_Exercise prompt_: Write out all the lines again, precisely as they stand, but without the images.

_Material shown_:
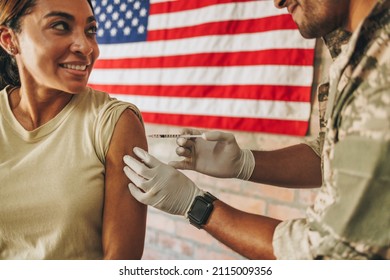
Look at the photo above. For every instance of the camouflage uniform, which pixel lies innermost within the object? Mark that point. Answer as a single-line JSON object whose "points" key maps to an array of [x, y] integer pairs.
{"points": [[350, 218]]}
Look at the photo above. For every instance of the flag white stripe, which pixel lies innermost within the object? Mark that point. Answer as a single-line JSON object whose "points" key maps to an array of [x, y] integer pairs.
{"points": [[281, 39], [242, 108], [238, 75], [215, 13], [161, 1]]}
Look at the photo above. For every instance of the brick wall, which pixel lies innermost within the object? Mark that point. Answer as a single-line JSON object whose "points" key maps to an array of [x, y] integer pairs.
{"points": [[171, 237]]}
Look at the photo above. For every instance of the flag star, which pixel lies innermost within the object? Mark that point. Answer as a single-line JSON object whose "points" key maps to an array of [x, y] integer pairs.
{"points": [[127, 30], [141, 29], [129, 14], [115, 16], [102, 17], [113, 32], [107, 24], [109, 9], [123, 7], [121, 23], [137, 5], [135, 22], [143, 12]]}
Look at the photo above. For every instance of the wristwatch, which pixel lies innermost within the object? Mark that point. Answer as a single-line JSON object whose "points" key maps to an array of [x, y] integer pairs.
{"points": [[201, 209]]}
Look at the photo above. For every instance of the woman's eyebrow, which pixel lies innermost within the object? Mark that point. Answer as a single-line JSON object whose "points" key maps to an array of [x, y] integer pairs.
{"points": [[67, 16], [60, 14]]}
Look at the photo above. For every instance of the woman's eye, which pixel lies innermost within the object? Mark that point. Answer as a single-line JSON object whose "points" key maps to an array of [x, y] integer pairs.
{"points": [[92, 30], [60, 26]]}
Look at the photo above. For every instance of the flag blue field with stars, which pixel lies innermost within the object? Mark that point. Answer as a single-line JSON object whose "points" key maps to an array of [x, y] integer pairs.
{"points": [[214, 64]]}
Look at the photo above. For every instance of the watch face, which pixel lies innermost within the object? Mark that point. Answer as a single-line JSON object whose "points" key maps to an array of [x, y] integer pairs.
{"points": [[199, 210]]}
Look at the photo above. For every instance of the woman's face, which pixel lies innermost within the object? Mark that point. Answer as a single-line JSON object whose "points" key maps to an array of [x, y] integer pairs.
{"points": [[57, 45]]}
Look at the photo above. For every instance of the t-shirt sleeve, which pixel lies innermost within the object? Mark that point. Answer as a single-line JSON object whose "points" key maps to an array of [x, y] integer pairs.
{"points": [[105, 124]]}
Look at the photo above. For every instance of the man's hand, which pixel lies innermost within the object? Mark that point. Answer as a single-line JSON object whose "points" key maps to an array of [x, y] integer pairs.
{"points": [[216, 154], [159, 185]]}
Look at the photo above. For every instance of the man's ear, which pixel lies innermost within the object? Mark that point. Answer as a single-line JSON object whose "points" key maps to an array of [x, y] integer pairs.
{"points": [[7, 37]]}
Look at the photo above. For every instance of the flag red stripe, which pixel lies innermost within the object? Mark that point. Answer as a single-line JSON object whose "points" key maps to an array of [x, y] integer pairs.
{"points": [[176, 6], [279, 22], [230, 123], [264, 57], [256, 92]]}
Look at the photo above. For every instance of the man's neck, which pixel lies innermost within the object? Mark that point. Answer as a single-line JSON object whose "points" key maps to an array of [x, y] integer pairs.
{"points": [[358, 11]]}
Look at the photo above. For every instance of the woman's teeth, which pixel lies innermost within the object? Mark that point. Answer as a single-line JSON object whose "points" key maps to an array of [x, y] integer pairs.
{"points": [[75, 67]]}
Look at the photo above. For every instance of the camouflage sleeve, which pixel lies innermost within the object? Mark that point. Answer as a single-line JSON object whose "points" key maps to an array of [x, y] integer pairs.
{"points": [[349, 219]]}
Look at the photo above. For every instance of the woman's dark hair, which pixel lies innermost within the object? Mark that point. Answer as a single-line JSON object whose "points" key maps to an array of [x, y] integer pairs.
{"points": [[11, 13]]}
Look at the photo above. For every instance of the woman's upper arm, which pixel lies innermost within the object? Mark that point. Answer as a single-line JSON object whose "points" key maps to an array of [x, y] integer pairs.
{"points": [[124, 218]]}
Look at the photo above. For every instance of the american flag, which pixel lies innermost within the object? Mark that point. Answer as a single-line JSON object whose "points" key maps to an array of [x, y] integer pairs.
{"points": [[217, 64]]}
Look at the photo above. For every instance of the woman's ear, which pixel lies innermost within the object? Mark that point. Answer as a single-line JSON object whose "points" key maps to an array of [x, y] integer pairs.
{"points": [[7, 37]]}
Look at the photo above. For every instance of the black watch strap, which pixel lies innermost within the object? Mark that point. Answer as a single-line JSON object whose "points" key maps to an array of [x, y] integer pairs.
{"points": [[201, 209]]}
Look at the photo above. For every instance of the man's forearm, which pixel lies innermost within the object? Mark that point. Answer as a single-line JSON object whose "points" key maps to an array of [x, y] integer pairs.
{"points": [[294, 167], [248, 234]]}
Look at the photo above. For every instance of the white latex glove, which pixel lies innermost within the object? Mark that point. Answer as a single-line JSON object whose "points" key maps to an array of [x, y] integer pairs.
{"points": [[216, 154], [159, 185]]}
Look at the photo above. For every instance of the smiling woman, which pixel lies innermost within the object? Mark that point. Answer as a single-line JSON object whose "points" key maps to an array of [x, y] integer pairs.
{"points": [[63, 193]]}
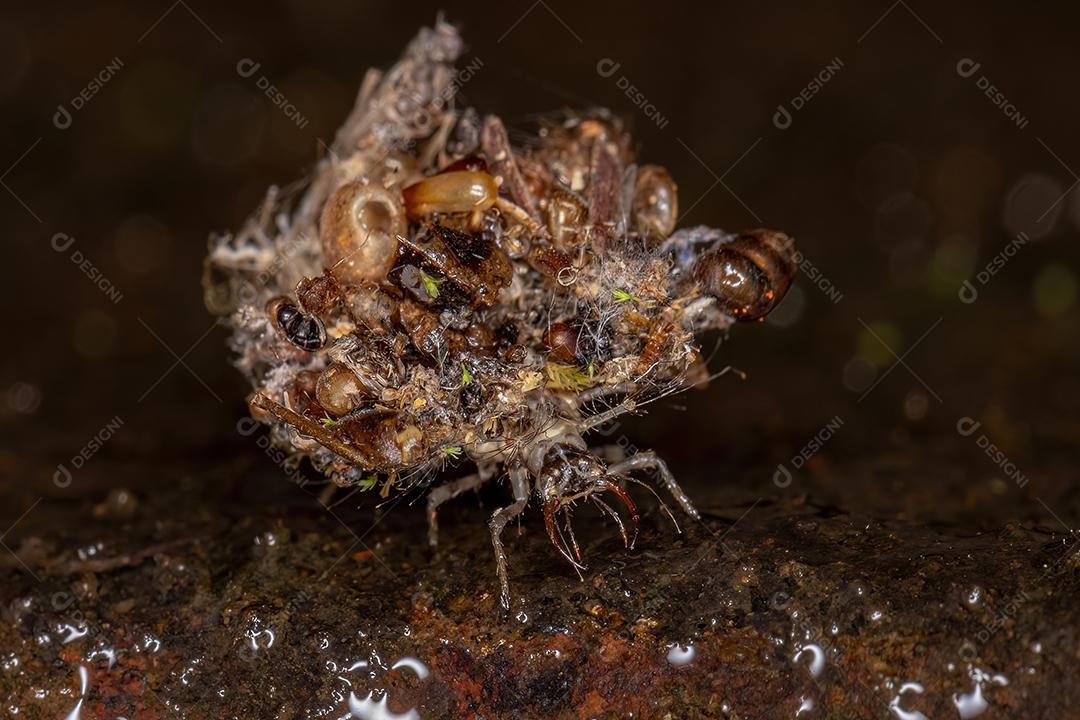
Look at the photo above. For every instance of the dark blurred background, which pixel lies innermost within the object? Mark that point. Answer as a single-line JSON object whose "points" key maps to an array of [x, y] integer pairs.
{"points": [[862, 128]]}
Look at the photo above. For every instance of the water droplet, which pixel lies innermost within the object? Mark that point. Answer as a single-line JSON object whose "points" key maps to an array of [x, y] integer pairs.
{"points": [[680, 654]]}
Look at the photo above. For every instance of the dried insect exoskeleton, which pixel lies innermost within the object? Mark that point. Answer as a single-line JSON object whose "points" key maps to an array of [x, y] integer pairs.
{"points": [[441, 295]]}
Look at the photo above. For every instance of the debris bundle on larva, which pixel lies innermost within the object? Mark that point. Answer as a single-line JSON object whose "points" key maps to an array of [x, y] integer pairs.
{"points": [[435, 295]]}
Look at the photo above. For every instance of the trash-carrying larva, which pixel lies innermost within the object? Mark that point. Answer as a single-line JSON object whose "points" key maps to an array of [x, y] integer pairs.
{"points": [[433, 296]]}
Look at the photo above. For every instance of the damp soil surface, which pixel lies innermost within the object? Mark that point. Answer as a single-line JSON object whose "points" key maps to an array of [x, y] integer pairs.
{"points": [[228, 593]]}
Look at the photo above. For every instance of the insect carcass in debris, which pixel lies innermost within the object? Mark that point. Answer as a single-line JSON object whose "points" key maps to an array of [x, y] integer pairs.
{"points": [[432, 294]]}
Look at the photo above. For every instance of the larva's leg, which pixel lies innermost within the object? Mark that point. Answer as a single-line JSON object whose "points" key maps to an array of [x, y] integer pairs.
{"points": [[649, 459], [520, 483], [444, 493]]}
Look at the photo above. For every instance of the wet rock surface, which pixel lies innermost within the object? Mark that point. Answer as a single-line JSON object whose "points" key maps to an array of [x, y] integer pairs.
{"points": [[768, 608]]}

_Response for this exercise_:
Look at the photo above. For every instance of the camouflage uniform, which pixel lies innermost within the object? Mark that point. Answer as a single-line JSON object whose "points" key maps to an array of [x, y] integer pairs.
{"points": [[350, 218]]}
Look at the photo above. For every instance of the flag white stripe, which pixel lies innermost within the object? Mark that point. Answer as a single-line JSON object whose "points" key maps to an array of [x, y] integer pairs.
{"points": [[281, 39], [242, 108], [238, 75], [215, 13], [161, 1]]}
Look at the photo above. For every instance of the brick wall, which pixel lies innermost within the object? Mark that point. Answer as a single-line JSON object whose "points" key maps to an array of [x, y] integer pairs.
{"points": [[171, 237]]}
Look at the photo above. For every instance of the flag star, which pixel lies innermost within the object? Mark that point. Answer as a single-line JSON object whose "points" key maps to an array of [x, y] integer pairs.
{"points": [[127, 30], [141, 29], [129, 14], [115, 16], [102, 17], [113, 32], [107, 24], [109, 9], [123, 7], [121, 23], [137, 5], [135, 22], [143, 12]]}
Look at the photo above. For every instance of the wristwatch, which pixel lies innermost within the object? Mark that point. Answer as a single-line JSON object whose "points" key maps to an array of [x, y] integer pairs.
{"points": [[201, 209]]}
Look at the photo above. For every instance of the woman's eyebrow, which pixel lies innermost within the object? Mark that point. Answer as a single-line JSON object whose "points" key maps to an array of [x, y] integer pairs.
{"points": [[67, 16], [60, 14]]}
Look at the photo above. For every instance of the woman's eye, which pixel lies innermost within the object? Mark that point. Answer as a single-line JSON object whose "points" key maps to an array of [x, y] integer pairs.
{"points": [[92, 30], [60, 26]]}
Look at the photo above. For every instance of the flag blue field with stars, which pixel lies innermost within the object? Mark that point. Answer as a single-line JSON object whose "points" key maps to an array of [x, y] integer pairs.
{"points": [[214, 64]]}
Look at the photo above. For every instance of the watch face, which pixel lies innermost within the object? Mark that point. Answer as a single-line JSON object whose "points" key maps to an array of [x, y] integer pairs.
{"points": [[199, 210]]}
Look at the photo above. For every instance of the woman's face, which pixel lies innermost within the object? Mark that point. Answer as a single-line JSON object whose "points" key maps to an array of [x, y] integer pairs.
{"points": [[57, 45]]}
Look at the photo above. For every instance of the t-shirt sleeve, which pixel lies innermost within the object? Mark that point. Answer as a single-line JSON object whose "points" key maps to an array of [x, y] integer pairs.
{"points": [[105, 124]]}
Look at the photo above. For every instance of the man's hand, which pixel lies innermost within the object? Mark that point. Answer as a single-line JSON object whose "points" key maps to an array of [x, y] integer pairs.
{"points": [[216, 154], [159, 185]]}
Look at the photo above. For every instance of the man's ear, which pixel lies innermost within the object? Mark that point. Answer as a single-line JSON object whose "points" key maps to an array of [x, y] integer pairs.
{"points": [[7, 37]]}
Look at the photo above. For every instance of the flag red stripe, which pixel lies innermost within the object? Mark that point. Answer as a single-line JSON object whose "points" key maps to an array of [x, y] integer pairs.
{"points": [[176, 6], [279, 22], [230, 123], [264, 57], [256, 92]]}
Look at the photo above. For every instance of the man's neck, which pixel lies innermost within the object? Mark that point. Answer as a single-line JSON object whose "points" key maps to an array of [x, y] integer pairs.
{"points": [[358, 11]]}
Look at the photo above. For every instance of the woman's teeth, which pixel lies innermost within the object? Mark that point. Answer as a single-line JSON object whose "points" key maps to an array of [x, y] integer pairs.
{"points": [[75, 67]]}
Look at the photo above. For every instance of the camouflage sleeve, which pixel lies innermost within the object? Mark that point. Answer as a single-line JSON object whose "points" key maps to an array of [x, y] integer pairs.
{"points": [[349, 219]]}
Look at the photo above. For every instance of the woman's dark hair, which pixel lies innermost within the object? Mark that point. Answer as a single-line JSON object whose "points" key maps to an array of [x, y] integer pairs.
{"points": [[11, 13]]}
Look at the photo above. For every instance of the woman's upper arm, which pixel lies innermost within the object? Mark that point. Answer as a single-line JSON object whose "points" key maps to an array of [x, y] integer pairs.
{"points": [[124, 218]]}
Look at the photo above. For every instance of the american flag, which pixel lies innermost within the object? Mark that point. Answer as a single-line JSON object whose "points" key maps to an array of [x, y] integer pairs.
{"points": [[217, 64]]}
Look at the photo above. For every instance of the woman's ear, which pixel lies innermost within the object? Mark that point. Answer as a single-line JSON object whose "points" key maps to an array of [x, y] integer pairs.
{"points": [[7, 37]]}
Look at the photo above. For every instance of the black watch strap, which pixel lies innermost within the object? Mark that point. Answer as a single-line JSON object whose "points" key maps to an array of [x, y] integer pairs.
{"points": [[201, 209]]}
Look at the photo above. For every instance of the man's forearm, which pixel lies innermost within the object? Mark that point. Answer as a single-line JSON object whose "points" key maps to an array of [x, y] integer pairs.
{"points": [[294, 167], [248, 234]]}
Look at the photo above. For every instance of the white latex glove, which pixel lies innermost within the object? Mark that point. Answer as a single-line JSON object whose "points" key maps to an array of [x, y] integer pairs.
{"points": [[216, 154], [159, 185]]}
Look at the photo above. For every instance of the smiling woman, which pixel lies innermost within the object? Mark that point. Answer as a single-line JSON object whose "points" key maps to an array of [x, y] integer pairs.
{"points": [[63, 193]]}
Look at the photo above. For every instance of the dark blurred background, which pixel lies innermost within the object? Mark that point. Answer as a single-line JSON object whose "points" key maps to an array of [x, y] integer pairs.
{"points": [[862, 128]]}
Look at the photo above. For every instance of the water droplet, which pixel lies innermost within the object? Mark that point. Answer as a single-line JSON object whose "points" key maps to an array of [x, y] integer pairs.
{"points": [[680, 654]]}
Look at the photo above. For every instance of the dried insect exoskeleton, which pixel lies innermost within the object? Mark that point. Answer as a single-line JSON object whose "points" key maps to an array of [x, y] integer pairs.
{"points": [[441, 295]]}
Look at the photo above. For every instance of the debris bundle on larva, which pixel lies innermost within the object? Mark that point. Answer as a single-line JSON object whose "points" key maps to an array of [x, y] integer pairs.
{"points": [[435, 295]]}
Look at the photo above. For every instance of the trash-carrying larva, which pixel lies innermost within the object? Mark that point. Answer as a single-line JSON object whose "points" key maps to an array of [x, y] integer pairs.
{"points": [[433, 296]]}
Look at the photo above. For every instance of the damp soil surface, which pixel lies innermost within the object? Mark that point. Answer as a single-line JSON object whose "points" key maps to an array of [x, y] integer pairs.
{"points": [[228, 593]]}
Look at the photo above. For every instance of the insect carcass in debris, which pixel lies innermost within the object? Mark that point. Answer as a single-line JSON object whose "points" key maps to an array of [x, y] integer pairs.
{"points": [[432, 294]]}
Look at the photo above. For every instance of the larva's leg, which pixel lies innermost within the object? Mark that point. Answer as a single-line JSON object whose "points" key maps to an array of [x, y] integer pairs.
{"points": [[649, 459], [520, 483], [444, 493]]}
Look at the photo above. For every instance of the wet rock surface, which pixel lies innermost within the object? Mark that point. Answer as a single-line JSON object whose "points" key maps to an array of [x, y] integer pairs.
{"points": [[768, 608]]}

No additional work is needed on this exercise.